SHORT TASK: Which lines in the listing below contain the string "white"? Pull each one out in full; case counts.

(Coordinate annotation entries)
╭──

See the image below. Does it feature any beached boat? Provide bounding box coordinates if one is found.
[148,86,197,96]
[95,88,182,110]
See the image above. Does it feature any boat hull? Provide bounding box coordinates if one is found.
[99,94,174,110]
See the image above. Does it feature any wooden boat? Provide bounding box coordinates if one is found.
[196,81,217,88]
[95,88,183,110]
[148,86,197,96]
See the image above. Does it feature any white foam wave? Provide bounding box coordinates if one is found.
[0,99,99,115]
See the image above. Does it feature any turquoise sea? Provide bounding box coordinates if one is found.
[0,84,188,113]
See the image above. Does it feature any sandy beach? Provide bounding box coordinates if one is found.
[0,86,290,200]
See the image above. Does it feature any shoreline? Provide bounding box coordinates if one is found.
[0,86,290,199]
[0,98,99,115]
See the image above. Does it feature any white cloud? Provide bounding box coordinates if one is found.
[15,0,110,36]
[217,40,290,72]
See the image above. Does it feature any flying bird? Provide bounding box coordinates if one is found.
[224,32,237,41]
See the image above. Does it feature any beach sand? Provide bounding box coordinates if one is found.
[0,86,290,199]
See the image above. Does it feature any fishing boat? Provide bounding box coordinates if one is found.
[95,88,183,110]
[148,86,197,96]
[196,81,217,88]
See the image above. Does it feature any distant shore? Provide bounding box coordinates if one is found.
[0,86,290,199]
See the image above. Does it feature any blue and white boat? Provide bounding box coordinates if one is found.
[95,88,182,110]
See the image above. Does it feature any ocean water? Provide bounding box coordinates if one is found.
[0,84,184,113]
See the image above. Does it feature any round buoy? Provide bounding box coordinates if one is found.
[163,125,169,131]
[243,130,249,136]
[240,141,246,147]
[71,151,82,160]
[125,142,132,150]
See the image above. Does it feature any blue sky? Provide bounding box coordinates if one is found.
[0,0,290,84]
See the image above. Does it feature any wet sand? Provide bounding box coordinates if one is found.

╰──

THE OUTPUT:
See the image above. Does it feature any white foam wave? Provide bounding box coordinates if one is found.
See the image above. Does it feature any white cloud? Provide bounding box coordinates if one is found.
See the image above. Does it feature any blue and white boat? Provide bounding box coordinates if one is found.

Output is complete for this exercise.